WORK INSTRUCTIONS:
• A. According to the passage on time-lag effects, how long did the experiment with a real time lag last?
• B. Identify every line of the entries that contains the string "covered".

PASSAGE:

------------------------------------------------------------------------

Error bars show one standard deviation above and below the mean. In correspondence with using matching groups as the unit of observation, averages and standard deviations are calculated with respect to the means per matching group.

https://doi.org/10.1371/journal.pone.0124715.g001

Our complementary approach to the time-lag uncertainty effect is implementing a real time lag, in the experiment lasting one week, which involves the psychology of discounting. As described in the design section, this case involves in theory no uncertainty (p = 1). To test Hypothesis 2, i.e. to compare the effects of time-lag uncertainty and time-lag discounting, we use the case with near certainty (p = 0.9) and no real time lag as a benchmark. Using the Wilcoxon test (N = 17), this hypothesis is supported at p < 0.001, which suggests that most subjects do indeed discount future benefits and choose to stay with the current norm. Fig 1 shows that compared to this benchmark the effect size of the time-lag discounting is smaller than that of higher time-lag uncertainty (p = 0.5). Although both effects point significantly in the same direction, subjects are the least inclined to choose the alternative norm A when time-lag uncertainty is high (p = 0.5), and the most inclined when the time-lag uncertainty is low (p = 0.9). In the case of time-lag discounting their choices fall in between. This is remarkable given that in the case of time-lag discounting, the uncertainty level is the lowest possible (p = 1). Therefore, even though time-lag uncertainty seems to have the strongest effect in impeding norm change, time-lag discounting is also influential, and this is the case beyond uncertainty reasons that subjects might have.

------------------------------------------------------------------------

Coordinate annotation entries
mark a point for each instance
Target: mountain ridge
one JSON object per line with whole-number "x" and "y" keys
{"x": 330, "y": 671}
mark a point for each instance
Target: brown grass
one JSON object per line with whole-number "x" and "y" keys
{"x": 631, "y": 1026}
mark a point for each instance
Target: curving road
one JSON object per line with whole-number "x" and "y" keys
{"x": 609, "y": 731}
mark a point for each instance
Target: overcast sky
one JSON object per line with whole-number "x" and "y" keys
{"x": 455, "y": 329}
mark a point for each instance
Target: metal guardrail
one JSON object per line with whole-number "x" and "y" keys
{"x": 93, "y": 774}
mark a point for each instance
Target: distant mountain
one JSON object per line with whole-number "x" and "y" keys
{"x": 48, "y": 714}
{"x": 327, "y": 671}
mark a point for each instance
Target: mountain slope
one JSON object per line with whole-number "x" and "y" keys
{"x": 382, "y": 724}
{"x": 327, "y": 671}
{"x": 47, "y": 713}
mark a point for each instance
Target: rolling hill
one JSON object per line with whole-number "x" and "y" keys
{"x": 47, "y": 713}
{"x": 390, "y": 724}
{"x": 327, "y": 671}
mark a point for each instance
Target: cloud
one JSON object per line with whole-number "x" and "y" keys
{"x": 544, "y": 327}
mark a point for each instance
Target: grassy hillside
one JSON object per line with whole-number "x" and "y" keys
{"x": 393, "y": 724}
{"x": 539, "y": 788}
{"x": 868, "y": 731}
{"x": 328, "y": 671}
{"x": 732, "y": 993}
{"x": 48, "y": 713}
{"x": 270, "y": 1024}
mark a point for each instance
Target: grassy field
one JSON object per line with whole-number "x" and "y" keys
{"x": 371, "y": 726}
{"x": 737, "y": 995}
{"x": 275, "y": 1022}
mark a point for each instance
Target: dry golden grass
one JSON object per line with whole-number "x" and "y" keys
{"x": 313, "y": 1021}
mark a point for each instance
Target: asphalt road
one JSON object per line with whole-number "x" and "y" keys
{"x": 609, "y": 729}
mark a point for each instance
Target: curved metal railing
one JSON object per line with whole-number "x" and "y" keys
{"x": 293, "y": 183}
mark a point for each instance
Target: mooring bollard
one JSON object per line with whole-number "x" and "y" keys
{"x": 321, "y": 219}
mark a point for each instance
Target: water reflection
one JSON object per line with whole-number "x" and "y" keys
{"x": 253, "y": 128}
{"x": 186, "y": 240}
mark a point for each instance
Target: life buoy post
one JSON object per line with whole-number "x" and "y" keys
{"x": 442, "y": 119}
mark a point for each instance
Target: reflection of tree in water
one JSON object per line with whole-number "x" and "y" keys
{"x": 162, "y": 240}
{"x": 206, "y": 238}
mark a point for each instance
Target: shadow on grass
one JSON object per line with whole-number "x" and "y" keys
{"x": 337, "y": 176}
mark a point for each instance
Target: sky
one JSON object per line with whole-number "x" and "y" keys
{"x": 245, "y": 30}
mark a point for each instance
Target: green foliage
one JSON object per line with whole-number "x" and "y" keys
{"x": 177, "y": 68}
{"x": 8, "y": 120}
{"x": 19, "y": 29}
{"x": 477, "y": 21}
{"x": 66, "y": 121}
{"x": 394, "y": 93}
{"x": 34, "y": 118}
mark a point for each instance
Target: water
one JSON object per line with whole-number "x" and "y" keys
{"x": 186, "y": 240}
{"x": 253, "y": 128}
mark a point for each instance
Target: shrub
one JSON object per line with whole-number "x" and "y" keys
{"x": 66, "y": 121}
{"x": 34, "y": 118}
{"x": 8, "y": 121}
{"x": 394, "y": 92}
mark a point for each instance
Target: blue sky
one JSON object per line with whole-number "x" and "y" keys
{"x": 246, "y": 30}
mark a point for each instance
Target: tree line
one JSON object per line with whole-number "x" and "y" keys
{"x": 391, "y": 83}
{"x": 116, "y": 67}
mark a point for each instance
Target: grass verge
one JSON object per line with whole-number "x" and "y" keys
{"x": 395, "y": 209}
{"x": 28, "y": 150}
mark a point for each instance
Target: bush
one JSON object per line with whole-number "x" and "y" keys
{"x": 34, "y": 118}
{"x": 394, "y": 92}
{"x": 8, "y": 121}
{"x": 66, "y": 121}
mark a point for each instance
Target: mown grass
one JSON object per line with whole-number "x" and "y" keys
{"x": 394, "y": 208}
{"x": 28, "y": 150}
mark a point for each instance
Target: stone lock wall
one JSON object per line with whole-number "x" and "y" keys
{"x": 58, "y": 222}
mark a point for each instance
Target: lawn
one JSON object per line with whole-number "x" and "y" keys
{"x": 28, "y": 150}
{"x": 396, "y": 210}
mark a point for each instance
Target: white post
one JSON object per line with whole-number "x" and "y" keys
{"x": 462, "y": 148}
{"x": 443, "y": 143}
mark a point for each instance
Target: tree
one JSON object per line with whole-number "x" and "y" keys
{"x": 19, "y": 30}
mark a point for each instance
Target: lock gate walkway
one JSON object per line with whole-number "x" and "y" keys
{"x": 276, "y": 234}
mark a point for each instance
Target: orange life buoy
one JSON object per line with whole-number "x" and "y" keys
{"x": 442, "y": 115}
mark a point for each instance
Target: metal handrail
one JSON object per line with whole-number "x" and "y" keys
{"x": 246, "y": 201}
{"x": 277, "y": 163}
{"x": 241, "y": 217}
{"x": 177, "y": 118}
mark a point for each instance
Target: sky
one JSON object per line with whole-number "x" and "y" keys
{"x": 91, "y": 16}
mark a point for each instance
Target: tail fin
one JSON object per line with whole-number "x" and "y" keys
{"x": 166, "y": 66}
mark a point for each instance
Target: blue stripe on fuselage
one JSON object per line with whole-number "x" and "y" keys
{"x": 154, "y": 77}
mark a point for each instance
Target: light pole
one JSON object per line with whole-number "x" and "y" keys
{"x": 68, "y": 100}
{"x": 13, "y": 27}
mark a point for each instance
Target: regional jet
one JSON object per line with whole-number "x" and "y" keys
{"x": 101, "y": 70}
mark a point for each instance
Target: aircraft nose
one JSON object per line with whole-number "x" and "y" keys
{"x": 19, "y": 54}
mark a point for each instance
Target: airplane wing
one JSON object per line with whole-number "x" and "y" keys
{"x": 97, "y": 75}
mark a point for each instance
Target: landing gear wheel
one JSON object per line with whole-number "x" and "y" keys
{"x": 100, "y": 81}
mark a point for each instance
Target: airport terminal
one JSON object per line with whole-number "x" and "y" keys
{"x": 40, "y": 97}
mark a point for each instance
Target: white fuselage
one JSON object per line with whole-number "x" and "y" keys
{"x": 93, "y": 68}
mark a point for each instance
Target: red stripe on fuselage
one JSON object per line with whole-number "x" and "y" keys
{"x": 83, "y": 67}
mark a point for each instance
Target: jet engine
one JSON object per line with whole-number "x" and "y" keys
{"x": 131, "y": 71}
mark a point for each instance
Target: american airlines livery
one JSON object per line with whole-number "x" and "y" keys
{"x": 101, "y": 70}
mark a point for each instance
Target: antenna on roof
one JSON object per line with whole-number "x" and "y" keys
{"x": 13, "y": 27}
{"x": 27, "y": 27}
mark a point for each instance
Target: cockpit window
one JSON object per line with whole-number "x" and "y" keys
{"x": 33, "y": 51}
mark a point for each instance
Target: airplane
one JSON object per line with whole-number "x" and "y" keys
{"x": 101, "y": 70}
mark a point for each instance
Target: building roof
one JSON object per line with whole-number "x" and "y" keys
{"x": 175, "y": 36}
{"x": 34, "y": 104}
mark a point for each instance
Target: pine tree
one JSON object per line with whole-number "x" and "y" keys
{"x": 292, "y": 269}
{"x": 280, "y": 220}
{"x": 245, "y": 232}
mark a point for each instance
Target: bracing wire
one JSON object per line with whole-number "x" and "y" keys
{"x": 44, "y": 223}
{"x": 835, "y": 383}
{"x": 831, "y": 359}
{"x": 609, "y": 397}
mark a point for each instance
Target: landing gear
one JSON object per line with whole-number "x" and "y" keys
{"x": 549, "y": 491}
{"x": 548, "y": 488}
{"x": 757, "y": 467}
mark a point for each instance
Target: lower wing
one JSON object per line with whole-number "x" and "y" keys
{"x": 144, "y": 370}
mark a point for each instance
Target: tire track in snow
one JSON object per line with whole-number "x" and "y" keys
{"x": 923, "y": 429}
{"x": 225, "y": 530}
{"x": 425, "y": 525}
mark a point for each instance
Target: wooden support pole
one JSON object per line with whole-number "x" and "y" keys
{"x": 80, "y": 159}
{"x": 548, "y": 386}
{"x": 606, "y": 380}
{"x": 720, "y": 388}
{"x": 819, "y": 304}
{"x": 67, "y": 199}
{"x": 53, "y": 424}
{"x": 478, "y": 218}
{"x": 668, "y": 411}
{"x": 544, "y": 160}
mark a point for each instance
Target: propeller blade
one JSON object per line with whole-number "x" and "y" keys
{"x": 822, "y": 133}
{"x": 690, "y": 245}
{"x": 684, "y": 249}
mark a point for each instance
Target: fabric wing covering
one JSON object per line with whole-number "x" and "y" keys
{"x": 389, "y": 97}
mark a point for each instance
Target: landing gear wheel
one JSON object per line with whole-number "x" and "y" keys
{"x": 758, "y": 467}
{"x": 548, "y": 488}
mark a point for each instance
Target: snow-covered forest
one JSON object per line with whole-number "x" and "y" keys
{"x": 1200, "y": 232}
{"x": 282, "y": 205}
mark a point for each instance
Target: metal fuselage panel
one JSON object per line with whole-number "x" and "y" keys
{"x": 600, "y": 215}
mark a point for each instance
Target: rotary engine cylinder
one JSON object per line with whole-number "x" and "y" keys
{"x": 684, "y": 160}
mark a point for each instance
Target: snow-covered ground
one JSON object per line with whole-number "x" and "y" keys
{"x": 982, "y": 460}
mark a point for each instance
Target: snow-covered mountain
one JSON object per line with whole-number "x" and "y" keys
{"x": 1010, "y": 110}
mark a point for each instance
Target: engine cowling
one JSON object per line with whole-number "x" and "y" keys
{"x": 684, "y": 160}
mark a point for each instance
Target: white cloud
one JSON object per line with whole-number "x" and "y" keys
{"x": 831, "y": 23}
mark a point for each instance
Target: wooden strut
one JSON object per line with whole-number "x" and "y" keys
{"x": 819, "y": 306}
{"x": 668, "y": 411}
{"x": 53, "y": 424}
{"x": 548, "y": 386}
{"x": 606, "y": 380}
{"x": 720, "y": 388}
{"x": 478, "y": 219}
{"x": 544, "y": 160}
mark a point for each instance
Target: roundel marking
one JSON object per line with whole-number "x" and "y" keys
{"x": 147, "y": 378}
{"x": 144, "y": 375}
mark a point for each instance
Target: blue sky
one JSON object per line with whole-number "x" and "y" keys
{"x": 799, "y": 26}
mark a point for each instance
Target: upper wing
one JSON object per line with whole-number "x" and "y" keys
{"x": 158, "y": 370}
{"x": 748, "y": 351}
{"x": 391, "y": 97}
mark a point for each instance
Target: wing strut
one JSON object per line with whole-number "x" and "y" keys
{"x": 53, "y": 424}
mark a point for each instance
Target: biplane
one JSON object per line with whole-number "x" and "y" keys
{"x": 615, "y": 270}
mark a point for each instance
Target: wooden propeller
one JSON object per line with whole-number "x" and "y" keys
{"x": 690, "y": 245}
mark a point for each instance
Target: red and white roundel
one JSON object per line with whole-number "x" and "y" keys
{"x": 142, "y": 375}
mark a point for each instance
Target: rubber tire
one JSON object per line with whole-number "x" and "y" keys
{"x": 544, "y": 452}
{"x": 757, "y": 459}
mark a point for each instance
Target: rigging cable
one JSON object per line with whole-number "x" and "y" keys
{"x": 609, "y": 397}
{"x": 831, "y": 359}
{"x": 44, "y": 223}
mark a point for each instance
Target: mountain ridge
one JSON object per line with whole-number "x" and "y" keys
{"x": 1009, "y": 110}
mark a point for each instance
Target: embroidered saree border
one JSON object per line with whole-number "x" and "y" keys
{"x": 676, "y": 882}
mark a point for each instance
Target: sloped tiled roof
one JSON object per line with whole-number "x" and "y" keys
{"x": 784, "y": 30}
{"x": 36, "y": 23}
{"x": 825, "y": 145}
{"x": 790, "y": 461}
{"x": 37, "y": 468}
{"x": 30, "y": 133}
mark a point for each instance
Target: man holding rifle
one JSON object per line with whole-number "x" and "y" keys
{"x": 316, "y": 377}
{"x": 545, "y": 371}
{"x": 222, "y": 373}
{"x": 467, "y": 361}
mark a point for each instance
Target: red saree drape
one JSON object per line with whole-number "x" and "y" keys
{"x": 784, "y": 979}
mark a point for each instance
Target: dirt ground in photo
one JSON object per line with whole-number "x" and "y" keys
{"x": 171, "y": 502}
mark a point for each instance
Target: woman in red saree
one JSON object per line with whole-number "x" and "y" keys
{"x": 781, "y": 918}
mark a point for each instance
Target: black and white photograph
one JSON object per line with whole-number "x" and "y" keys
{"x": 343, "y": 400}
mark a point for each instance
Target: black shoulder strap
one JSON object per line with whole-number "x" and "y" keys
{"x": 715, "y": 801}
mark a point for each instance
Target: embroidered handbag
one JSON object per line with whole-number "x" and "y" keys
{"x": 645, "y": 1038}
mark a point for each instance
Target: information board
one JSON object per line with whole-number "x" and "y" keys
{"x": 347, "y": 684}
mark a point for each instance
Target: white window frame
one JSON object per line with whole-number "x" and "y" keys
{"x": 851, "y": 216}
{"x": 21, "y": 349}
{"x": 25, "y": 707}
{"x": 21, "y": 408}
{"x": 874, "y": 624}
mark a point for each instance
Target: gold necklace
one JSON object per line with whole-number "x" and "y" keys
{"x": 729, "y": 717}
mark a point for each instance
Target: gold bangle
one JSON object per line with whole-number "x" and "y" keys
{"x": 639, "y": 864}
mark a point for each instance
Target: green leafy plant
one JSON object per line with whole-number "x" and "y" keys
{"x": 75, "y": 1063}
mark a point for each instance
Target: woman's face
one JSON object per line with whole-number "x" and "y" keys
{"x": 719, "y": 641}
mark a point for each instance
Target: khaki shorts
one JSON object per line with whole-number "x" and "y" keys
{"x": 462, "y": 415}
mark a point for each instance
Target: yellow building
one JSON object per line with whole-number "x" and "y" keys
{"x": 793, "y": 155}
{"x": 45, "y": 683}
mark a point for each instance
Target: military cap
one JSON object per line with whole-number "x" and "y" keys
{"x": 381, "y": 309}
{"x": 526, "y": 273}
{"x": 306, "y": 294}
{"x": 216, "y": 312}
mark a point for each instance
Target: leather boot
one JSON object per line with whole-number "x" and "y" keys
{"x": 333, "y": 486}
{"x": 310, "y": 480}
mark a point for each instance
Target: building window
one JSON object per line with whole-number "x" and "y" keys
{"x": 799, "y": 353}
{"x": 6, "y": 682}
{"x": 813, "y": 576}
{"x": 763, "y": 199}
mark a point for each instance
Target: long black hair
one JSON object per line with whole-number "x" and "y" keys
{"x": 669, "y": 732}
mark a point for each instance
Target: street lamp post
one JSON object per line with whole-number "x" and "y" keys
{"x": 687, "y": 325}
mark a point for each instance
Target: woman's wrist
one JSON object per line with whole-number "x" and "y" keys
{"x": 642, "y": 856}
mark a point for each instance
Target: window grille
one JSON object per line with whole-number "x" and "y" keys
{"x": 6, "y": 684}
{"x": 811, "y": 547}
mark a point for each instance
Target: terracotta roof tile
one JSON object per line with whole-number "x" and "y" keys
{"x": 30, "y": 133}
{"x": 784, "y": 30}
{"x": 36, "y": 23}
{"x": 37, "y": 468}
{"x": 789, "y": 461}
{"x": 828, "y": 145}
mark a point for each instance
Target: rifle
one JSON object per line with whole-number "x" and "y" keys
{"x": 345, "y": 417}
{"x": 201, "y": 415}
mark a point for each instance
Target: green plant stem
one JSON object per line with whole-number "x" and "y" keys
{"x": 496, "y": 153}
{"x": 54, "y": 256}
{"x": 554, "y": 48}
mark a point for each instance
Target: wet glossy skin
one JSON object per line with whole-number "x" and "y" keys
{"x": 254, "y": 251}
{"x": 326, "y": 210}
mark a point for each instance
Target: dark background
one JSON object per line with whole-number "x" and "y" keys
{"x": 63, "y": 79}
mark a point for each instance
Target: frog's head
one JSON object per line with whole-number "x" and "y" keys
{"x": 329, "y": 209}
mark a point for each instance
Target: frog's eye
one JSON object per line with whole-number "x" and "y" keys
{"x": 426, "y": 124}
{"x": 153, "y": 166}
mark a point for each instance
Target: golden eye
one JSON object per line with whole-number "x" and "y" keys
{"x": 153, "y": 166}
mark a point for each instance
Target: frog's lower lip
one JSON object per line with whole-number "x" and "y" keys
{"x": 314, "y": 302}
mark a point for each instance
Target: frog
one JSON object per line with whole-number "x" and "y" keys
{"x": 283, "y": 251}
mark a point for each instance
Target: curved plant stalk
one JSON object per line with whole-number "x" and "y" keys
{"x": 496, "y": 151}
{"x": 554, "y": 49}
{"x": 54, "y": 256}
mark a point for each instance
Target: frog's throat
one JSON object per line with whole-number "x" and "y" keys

------------------------------------------------------------------------

SOLUTIONS IN ORDER:
• A. It lasted one week.

• B.
Target: snow-covered forest
Target: snow-covered ground
Target: snow-covered mountain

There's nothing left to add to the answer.